**TEXT PASSAGE:**
EX-99.3 4 supplementalindenture.htm SUPPLEMENTAL INDENTURE AGREEMENT Supplemental Indenture




FIRST SUPPLEMENTAL INDENTURE


THIS SUPPLEMENTAL INDENTURE (the “First Supplemental Indenture”) is dated as of November 4, 2015.


BETWEEN:


RENAISSANCE OIL CORP. a corporation organized under the laws of the Province of British Columbia (the “Corporation”),


- and –


COMPUTERSHARE TRUST COMPANY OF CANADA, a trust company existing under the laws of Canada and authorized to carry on business in all provinces of Canada (the “Warrant Agent”)


WHEREAS the Corporation and the Warrant Agent are parties to a warrant indenture dated October 6, 2015 (the “Indenture”) for the issuance of up to 100,000,000 Warrants (as defined herein);


AND WHEREAS Section 8.1(g) of the Indenture provides for the creation of indentures supplemental to the Indenture for the purpose of providing for the issuance of additional Warrants under the Indenture;


AND WHEREAS on the date hereof the Corporation is will be issuing up to an additional 7,000,000 Warrants under the Indenture;


AND WHEREAS pursuant to a subsequent directors’ resolution dated November 3, 2015, the directors of the Corporation approved the issuance of the additional 7,000,000 Warrants and duly authorized the execution and delivery of this First Supplemental Indenture and all things necessary to make this First Supplemental Indenture a valid and binding agreement of the Corporation, in accordance with its terms, have been done.


AND WHEREAS the foregoing recitals are made as representations and statements of fact by the Corporation and not by the Warrant Agent;


AND WHEREAS the Warrant Agent has agreed to enter into this Supplemental Warrant Indenture and to hold all rights, interests and benefits contained herein for and on behalf of those persons who become holders of Warrants issued pursuant to the Warrant Indenture as modified by this Supplemental Warrant Indenture from time to time


NOW THEREFORE THIS FIRST SUPPLEMENTAL INDENTURE WITNESSES that in consideration of the premises and mutual covenants hereinafter contained and other good and valuable consideration, the receipt and sufficiency of which is hereby acknowledged, the parties hereto covenant and agree as follows:


1.0

DEFINITIONS


Subject to Section 3 hereof, all capitalized terms used but not defined in this First Supplemental Indenture have the meanings ascribed to such terms in the Indenture.

**PROBLEM:** Continue the supplemental warrant indenture text above, starting right after its last sentence.

**DATA LISTING:**

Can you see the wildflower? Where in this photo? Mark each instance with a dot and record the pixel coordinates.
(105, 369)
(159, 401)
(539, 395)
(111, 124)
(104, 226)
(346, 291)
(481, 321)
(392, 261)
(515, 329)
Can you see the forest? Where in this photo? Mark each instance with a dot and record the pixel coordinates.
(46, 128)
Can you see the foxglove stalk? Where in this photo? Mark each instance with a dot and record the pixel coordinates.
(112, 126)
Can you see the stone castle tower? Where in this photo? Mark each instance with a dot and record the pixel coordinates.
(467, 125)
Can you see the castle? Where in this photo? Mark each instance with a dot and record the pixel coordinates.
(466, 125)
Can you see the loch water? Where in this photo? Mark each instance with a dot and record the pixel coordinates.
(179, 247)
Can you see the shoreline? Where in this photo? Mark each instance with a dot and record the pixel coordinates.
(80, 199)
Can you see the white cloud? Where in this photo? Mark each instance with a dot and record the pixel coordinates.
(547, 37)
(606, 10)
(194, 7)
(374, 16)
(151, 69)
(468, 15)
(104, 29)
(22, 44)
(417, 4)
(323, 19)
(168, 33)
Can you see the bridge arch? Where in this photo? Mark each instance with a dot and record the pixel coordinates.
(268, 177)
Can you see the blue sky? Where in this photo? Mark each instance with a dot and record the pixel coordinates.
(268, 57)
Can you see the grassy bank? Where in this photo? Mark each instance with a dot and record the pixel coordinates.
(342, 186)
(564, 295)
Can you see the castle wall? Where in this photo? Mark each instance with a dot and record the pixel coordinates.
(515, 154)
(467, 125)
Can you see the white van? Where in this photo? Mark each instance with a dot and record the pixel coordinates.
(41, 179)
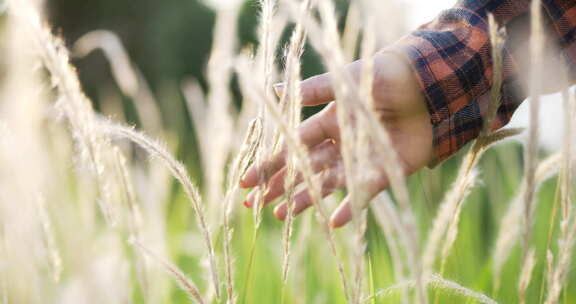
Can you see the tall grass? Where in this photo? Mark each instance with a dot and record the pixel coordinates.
(81, 219)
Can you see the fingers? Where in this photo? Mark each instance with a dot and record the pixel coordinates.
(333, 181)
(324, 156)
(312, 132)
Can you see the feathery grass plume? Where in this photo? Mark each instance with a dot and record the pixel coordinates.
(293, 100)
(447, 217)
(240, 165)
(351, 32)
(255, 91)
(436, 282)
(269, 28)
(183, 281)
(387, 218)
(530, 163)
(501, 135)
(134, 214)
(452, 231)
(178, 170)
(72, 101)
(54, 258)
(217, 142)
(526, 275)
(566, 240)
(351, 147)
(361, 153)
(511, 222)
(197, 109)
(128, 77)
(333, 59)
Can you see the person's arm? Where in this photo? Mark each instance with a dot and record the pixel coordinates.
(431, 103)
(451, 58)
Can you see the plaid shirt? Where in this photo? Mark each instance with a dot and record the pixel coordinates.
(451, 57)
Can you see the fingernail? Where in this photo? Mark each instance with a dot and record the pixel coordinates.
(277, 212)
(279, 88)
(243, 184)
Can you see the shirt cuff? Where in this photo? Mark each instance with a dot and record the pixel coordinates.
(451, 58)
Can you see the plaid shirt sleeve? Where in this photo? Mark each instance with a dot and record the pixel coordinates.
(451, 57)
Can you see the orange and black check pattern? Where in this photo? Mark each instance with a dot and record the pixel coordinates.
(451, 57)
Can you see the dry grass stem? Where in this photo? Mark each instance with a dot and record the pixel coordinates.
(446, 220)
(536, 53)
(293, 100)
(510, 230)
(127, 76)
(178, 170)
(526, 275)
(438, 283)
(183, 281)
(54, 257)
(240, 165)
(300, 152)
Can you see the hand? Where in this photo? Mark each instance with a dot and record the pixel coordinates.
(399, 104)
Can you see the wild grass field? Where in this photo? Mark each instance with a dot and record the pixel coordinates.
(100, 202)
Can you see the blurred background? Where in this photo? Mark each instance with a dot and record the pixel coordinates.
(169, 41)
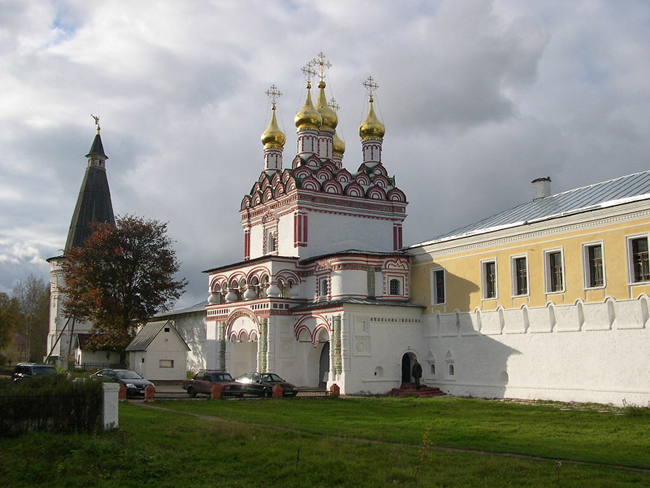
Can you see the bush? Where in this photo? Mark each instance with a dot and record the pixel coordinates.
(50, 403)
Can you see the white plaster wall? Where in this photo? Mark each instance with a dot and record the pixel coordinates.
(565, 354)
(331, 233)
(378, 348)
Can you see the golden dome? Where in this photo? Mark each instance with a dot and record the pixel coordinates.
(371, 128)
(338, 146)
(308, 117)
(273, 136)
(330, 120)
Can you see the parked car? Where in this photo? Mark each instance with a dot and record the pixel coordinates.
(261, 384)
(205, 379)
(135, 384)
(23, 371)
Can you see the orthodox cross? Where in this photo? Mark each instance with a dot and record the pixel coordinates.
(322, 65)
(309, 71)
(96, 122)
(371, 86)
(273, 93)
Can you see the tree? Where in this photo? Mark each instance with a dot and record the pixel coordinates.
(33, 296)
(122, 276)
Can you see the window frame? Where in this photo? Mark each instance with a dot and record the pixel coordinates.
(586, 265)
(435, 299)
(630, 259)
(484, 281)
(515, 275)
(548, 272)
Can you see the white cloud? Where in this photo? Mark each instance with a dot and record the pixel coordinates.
(478, 98)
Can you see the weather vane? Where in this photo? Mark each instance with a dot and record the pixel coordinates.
(96, 121)
(309, 71)
(273, 93)
(371, 86)
(322, 64)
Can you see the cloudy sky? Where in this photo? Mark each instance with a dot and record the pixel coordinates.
(478, 97)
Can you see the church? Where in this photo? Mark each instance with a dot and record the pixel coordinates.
(547, 300)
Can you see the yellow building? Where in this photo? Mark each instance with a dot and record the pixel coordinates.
(545, 300)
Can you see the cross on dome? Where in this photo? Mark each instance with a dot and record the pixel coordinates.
(309, 70)
(96, 122)
(371, 86)
(322, 65)
(273, 93)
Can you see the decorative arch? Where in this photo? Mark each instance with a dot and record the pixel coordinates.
(311, 183)
(376, 193)
(396, 195)
(332, 186)
(354, 190)
(234, 315)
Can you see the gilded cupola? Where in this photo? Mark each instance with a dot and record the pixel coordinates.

**EXERCISE OUTPUT:**
2.0

TO BE READ WITH INDENTURE


2.1

This First Supplemental Warrant Indenture is supplemental to the Indenture and the Indenture shall henceforth be read in conjunction with this First Supplemental Warrant Indenture and all the provisions of the Indenture, except only insofar as the same may be inconsistent with the express provisions hereof, shall apply and have the same effect as if all the provisions of the Indenture and of this First Supplemental Warrant Indenture were contained in one instrument and the expressions used herein shall have the same meaning as is ascribed to the corresponding expressions in the Indenture.


2.2

On and after the date hereof, each reference to the Indenture, as amended by this First Supplemental Warrant Indenture, “this indenture”, “herein”, “hereby”, and similar references, and each reference to the Indenture in any other agreement, certificate, document or instrument relating thereto, shall mean and refer to the Indenture as amended hereby. Except as specifically amended by this First Supplemental Warrant Indenture, all other terms and conditions of the Indenture shall remain in full force and unchanged.


2.3

The following section 2.1.1 is hereby added immediately following section 2.1 of the Indenture:


2.1.1

Issue of Additional Warrants


A total of up to 7,000,000 Warrants, in addition to those Warrants set out in Section 2.1 above, entitling the registered holders thereof to acquire an aggregate of up to 7,000,000 Common Shares are hereby created and authorized to be issued hereunder at the Exercise Price and upon the terms and conditions herein set forth.  By written order of the Corporation, the Warrant Agent shall deliver Warrant Certificates to Registered Warrantholders and record the name of the Registered Warrantholders on the Warrant register. Registration of interests in Warrants held by the Depository may be evidenced by a position appearing on the register for Warrants of the Warrant Agent for an amount representing the aggregate number of such Warrants outstanding from time to time.”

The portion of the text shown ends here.